*Work item:*
Reprint the entire listing exactly.

Data for the task Start Marker

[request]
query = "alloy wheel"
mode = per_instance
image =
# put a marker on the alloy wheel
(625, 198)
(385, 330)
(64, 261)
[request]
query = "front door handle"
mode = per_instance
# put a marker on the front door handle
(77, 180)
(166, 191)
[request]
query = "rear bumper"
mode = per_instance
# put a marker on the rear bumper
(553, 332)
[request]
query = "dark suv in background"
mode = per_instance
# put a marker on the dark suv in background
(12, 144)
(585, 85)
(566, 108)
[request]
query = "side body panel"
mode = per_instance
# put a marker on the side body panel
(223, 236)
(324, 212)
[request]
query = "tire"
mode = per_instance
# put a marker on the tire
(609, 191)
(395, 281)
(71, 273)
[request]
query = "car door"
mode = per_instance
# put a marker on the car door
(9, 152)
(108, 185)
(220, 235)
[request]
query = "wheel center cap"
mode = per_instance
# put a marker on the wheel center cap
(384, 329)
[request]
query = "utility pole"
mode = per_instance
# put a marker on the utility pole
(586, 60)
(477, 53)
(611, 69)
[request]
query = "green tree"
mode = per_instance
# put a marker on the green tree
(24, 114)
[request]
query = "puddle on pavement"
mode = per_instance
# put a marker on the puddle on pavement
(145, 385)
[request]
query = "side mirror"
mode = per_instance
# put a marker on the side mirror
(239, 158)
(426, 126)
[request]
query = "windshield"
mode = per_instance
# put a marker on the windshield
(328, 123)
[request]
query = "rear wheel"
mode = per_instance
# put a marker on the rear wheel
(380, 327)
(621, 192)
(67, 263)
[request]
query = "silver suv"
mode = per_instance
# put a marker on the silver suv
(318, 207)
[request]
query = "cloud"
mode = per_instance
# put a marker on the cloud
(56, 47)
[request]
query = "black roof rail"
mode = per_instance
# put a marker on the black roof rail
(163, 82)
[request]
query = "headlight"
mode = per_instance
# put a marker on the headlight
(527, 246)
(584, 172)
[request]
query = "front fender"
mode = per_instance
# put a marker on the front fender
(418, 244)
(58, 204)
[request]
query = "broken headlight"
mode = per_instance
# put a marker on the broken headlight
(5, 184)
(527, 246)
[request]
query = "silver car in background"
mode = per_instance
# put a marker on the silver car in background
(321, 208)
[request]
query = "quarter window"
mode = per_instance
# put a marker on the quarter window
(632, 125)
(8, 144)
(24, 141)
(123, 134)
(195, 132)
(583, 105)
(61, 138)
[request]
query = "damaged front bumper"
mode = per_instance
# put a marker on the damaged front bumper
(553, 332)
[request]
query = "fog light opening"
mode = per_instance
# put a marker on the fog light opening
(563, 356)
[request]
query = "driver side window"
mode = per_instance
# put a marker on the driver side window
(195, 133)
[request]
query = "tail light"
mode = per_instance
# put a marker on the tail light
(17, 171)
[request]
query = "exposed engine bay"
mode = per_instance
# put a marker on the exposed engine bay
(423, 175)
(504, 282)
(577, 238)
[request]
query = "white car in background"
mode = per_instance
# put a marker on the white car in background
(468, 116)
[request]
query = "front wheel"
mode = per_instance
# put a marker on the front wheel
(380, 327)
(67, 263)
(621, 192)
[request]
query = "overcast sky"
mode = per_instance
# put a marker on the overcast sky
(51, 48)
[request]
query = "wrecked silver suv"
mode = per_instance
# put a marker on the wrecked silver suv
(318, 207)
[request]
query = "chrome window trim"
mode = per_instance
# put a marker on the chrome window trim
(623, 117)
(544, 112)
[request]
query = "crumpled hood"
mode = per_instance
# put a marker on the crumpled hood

Data for the task End Marker

*Completed exercise:*
[request]
query = "alloy wheel"
mode = per_instance
image =
# put a marker on the alloy wheel
(625, 198)
(385, 330)
(64, 261)
[request]
query = "front door handle"
mode = per_instance
# put a marker on the front door handle
(77, 180)
(166, 191)
[request]
query = "rear bumper"
mode = per_instance
# put a marker on the rear bumper
(553, 332)
[request]
query = "dark suv in background"
mode = per_instance
# put a marker on the dark suv in background
(12, 144)
(585, 85)
(566, 108)
[request]
query = "side body panel"
mode = per_instance
# put a marker on the side body panel
(223, 236)
(324, 212)
[request]
query = "tire"
mode = per_instance
# put a marker on the tire
(609, 191)
(395, 281)
(71, 273)
[request]
query = "car door"
mode = per_instance
# put a marker on the car door
(9, 152)
(108, 185)
(220, 235)
[request]
query = "wheel center cap"
mode = per_instance
# put a marker on the wheel center cap
(384, 329)
[request]
query = "utility pole"
mode = per_instance
# put a marker on the utility pole
(586, 60)
(477, 53)
(611, 69)
[request]
query = "green tree"
mode = per_instance
# put a marker on the green tree
(24, 114)
[request]
query = "puddle on pavement"
mode = per_instance
# put a marker on the puddle on pavement
(145, 385)
[request]
query = "side mirror"
mode = per_instance
# put a marker on the side mirror
(239, 158)
(426, 126)
[request]
query = "windshield"
mode = per_instance
# put a marker on the windshield
(328, 123)
[request]
query = "rear wheel"
mode = per_instance
# put a marker on the rear wheel
(380, 327)
(621, 192)
(67, 263)
[request]
query = "silver suv"
mode = per_instance
# put a marker on the silver suv
(318, 207)
[request]
query = "cloud"
mode = per_instance
# put a marker on the cloud
(56, 47)
[request]
query = "black roof rail"
mode = per_instance
# put a marker on the black roof rail
(163, 82)
[request]
query = "headlight"
mode = per_instance
# put a marker on the headlight
(527, 246)
(584, 172)
[request]
query = "front fender"
mode = per_instance
# put a marker on the front fender
(418, 244)
(58, 204)
[request]
query = "broken headlight"
mode = per_instance
# put a marker on the broken headlight
(5, 184)
(527, 246)
[request]
query = "silver car in background"
mode = per_instance
# put a marker on the silver car in background
(321, 208)
[request]
query = "quarter window"
mode = per_instance
# put a marker on the quarter window
(632, 125)
(8, 144)
(24, 141)
(123, 134)
(195, 132)
(583, 105)
(61, 138)
[request]
query = "damaged front bumper"
mode = per_instance
# put a marker on the damaged front bumper
(553, 332)
[request]
query = "fog light opening"
mode = per_instance
# put a marker on the fog light opening
(563, 356)
[request]
query = "driver side window"
mode = per_instance
# put a marker on the driver side window
(195, 133)
[request]
query = "tail light"
mode = per_instance
# put a marker on the tail light
(17, 171)
[request]
query = "exposed engine bay"
mode = per_instance
# put a marker on the exposed engine bay
(423, 175)
(504, 282)
(577, 238)
[request]
query = "white car in background"
mode = per_instance
# put a marker on the white car in background
(468, 116)
[request]
query = "front wheel"
mode = per_instance
# put a marker on the front wheel
(380, 327)
(67, 263)
(621, 192)
[request]
query = "overcast sky"
mode = per_instance
# put a marker on the overcast sky
(51, 48)
[request]
query = "wrecked silver suv"
mode = per_instance
# put a marker on the wrecked silver suv
(318, 207)
[request]
query = "chrome window trim"
mode = per_instance
# put a marker on the chrome window trim
(623, 117)
(544, 112)
[request]
query = "crumpled hood"
mode = per_instance
# put a marker on the crumpled hood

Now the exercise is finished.